TASK :: Every line of the entries below that includes "instance" belongs in the answer, copied as written.

Dataset items:
+++++

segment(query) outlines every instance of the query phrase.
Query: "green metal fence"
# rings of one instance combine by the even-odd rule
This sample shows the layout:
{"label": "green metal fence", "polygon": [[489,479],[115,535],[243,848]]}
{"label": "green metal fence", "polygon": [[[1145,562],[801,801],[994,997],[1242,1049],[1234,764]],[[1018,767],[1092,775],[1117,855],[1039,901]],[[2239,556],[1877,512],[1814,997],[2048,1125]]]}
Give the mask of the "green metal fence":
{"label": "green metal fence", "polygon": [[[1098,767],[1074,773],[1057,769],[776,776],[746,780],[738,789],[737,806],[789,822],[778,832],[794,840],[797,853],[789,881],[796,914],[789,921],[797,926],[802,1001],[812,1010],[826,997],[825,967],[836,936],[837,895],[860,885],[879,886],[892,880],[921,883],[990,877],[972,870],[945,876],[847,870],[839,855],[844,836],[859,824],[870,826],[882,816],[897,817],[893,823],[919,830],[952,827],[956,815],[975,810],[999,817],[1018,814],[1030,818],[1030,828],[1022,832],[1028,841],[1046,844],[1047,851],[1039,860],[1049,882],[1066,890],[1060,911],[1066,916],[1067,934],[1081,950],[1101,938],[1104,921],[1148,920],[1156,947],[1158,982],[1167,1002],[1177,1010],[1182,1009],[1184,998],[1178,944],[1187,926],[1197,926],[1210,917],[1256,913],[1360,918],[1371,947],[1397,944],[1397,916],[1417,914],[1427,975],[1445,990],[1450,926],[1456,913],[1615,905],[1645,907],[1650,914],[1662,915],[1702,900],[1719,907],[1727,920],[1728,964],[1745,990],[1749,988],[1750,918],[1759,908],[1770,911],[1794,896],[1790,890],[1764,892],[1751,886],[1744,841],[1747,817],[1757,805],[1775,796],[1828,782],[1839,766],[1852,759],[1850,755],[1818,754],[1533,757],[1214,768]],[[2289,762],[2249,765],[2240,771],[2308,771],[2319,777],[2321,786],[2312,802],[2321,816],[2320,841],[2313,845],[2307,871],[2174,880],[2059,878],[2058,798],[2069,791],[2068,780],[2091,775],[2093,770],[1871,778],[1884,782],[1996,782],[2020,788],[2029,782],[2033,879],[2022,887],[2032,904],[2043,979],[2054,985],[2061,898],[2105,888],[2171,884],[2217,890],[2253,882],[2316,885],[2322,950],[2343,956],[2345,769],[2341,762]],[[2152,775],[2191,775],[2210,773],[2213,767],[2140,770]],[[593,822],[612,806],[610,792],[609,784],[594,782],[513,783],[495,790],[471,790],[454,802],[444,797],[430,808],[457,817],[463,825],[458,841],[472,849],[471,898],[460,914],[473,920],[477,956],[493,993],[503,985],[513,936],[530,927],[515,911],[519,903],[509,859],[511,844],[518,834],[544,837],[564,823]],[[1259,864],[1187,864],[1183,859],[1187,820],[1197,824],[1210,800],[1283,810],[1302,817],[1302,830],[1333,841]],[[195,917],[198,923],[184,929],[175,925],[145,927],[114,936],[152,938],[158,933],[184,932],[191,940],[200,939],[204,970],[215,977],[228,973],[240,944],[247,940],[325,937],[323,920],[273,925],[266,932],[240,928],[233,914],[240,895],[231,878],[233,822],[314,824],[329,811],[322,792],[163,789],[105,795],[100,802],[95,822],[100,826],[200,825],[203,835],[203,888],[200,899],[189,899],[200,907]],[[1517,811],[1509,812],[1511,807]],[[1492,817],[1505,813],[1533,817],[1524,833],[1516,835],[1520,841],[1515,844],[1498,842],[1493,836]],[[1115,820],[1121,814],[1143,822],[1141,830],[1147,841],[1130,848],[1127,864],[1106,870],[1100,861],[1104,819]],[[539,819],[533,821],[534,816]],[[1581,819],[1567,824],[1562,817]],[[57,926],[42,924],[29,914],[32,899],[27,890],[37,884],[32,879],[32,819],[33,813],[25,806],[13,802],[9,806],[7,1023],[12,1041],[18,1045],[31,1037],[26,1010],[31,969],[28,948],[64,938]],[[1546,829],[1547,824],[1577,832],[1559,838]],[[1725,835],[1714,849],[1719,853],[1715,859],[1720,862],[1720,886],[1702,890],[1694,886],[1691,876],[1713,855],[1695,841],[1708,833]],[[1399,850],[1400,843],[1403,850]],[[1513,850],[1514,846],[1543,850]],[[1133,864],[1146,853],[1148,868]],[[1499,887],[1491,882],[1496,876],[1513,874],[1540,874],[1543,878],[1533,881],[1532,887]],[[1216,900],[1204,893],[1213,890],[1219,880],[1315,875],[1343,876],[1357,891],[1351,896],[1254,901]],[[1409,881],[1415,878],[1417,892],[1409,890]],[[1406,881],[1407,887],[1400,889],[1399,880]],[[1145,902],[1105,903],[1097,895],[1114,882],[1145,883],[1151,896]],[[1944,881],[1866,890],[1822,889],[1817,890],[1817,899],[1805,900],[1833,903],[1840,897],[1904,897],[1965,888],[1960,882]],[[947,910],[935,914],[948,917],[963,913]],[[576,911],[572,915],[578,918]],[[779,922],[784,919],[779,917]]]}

+++++

SOLUTION TO THIS PROBLEM ::
segment(query) outlines every instance of the query phrase.
# rings of one instance combine by the even-odd rule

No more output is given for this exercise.